== Tasks for this exercise ==
1. In the blog excerpt, on which site did the list of the 55 Top Addiction Recovery Blogs for 2014 appear?
2. From the blog excerpt, write out the passage that begins at the words "The last week" and stops after "communication update form.".

== Excerpt ==
- - -
This pillow hangs on a door knob in our living room. It's meant to be a Christmas decoration, but we leave it up all year round.

Tuesday, January 21, 2014

I'm Number 55!

I woke up this morning to find out that this blog has made the list of the 55 Top Addiction Recovery Blogs for 2014 over at Cathy Taughinbaugh's wonderful Treatment Talk site. Yes, I may be clinging ever so tightly to the last spot on the list, but words cannot express how grateful I am just to be on the list.

If you know someone who is going through addiction/recovery, all of the blogs on the list may provide help and comfort. I urge you to visit as many of the blogs as you can. Remember: You are not alone!

"People who write about addiction and recovery, speak from the heart. They share their journey and become a support for others who are in the same situation." --Cathy Taughinbaugh

Thursday, January 16, 2014

How the "Club" Works

I sent a message to a Facebook friend this morning to see how things were going with her and her son, who entered rehab about a week or so ago. She had reached out to me several days ago with some questions and concerns and I was happy to share my thoughts with her.

Being the parent of an addict means you belong to a "club." It's not really a club you want to be in, but you have no choice in the matter. And being in the club means sharing with each other, offering words of encouragement, and helping others cope with what they're going through.

My friend's response to my "How are things going, friend?" question really moved me. So much so that I asked her if it would be alright for me to included an edited version of it here on my blog. She agreed, saying: "If one parent/family member feels supported from those words I would be honored."

Here is her response:

"Life is good. I keep reminding myself that life is good. This is a roadblock. Seeing that sentence 'How are things going, friend?' just made me cry. I'm not really a crier. I'm a private crier. Like I cry in the shower so no one can see. If it's happy tears I'll cry in front of the world but sad/angry/scared tears don't flow readily.

The last week I think I've cried in front of more strangers at Alanon than I care to admit. I cry when someone like you, who I've never met, reaches out to support me. The universe really is so friendly. [The rehab facility] called yesterday to say that [my son] was being moved to the men's house after 6 days in stabilization. I've left 2 VM's for his therapist that haven't been returned yet. I have questions…about his progress and how detox went for him. Not sure how much information they actually share even if [he] put us on the communication update form.

They tell me that phone call days are Saturdays and Wednesdays, so [I'm] hoping that he will be allowed to phone on Saturday. I have so many things to celebrate [with my other kids]. So I find myself on these emotional highs and then processing and grieving so much related to [my son]. I've figured out that for 6 years I've been surviving. Like treading water with my lips just barely out where [my son] is concerned. I was focused moment to moment on every phone ring and text and string of days where I wouldn't hear from him. I was focused and begging for help to anyone that would listen and no one really seemed to know what to do.

Now that he's actually tucked away somewhere where I know where he is and that he is being cared for by professionals 24/7 I'm just having this amazing release of feelings that I've clearly repressed. I also find that I'm feeling very very scared about when he gets out. I've been reading so much about addiction and have immersed myself in the books you spoke of and…his disease will likely relapse after he goes into remission. I don't know how not to be afraid of that. Perhaps I should just allow myself to be afraid of that.
- - -
Point localization data:

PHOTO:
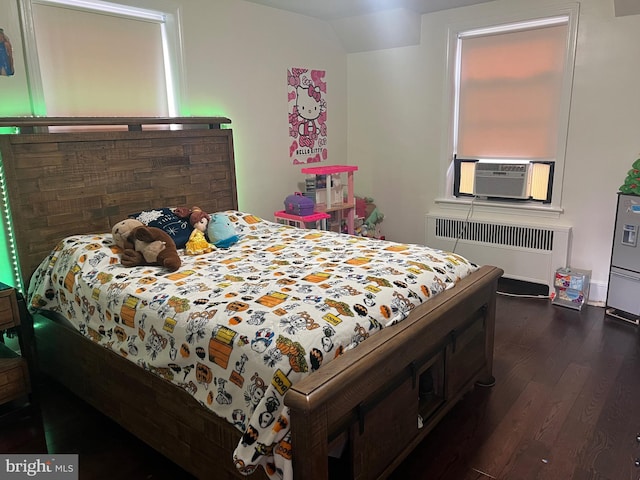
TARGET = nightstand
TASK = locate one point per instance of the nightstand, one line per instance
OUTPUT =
(14, 367)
- - -
== Response list ==
1. It appeared on Cathy Taughinbaugh's Treatment Talk site.

2.
The last week I think I've cried in front of more strangers at Alanon than I care to admit. I cry when someone like you, who I've never met, reaches out to support me. The universe really is so friendly. [The rehab facility] called yesterday to say that [my son] was being moved to the men's house after 6 days in stabilization. I've left 2 VM's for his therapist that haven't been returned yet. I have questions…about his progress and how detox went for him. Not sure how much information they actually share even if [he] put us on the communication update form.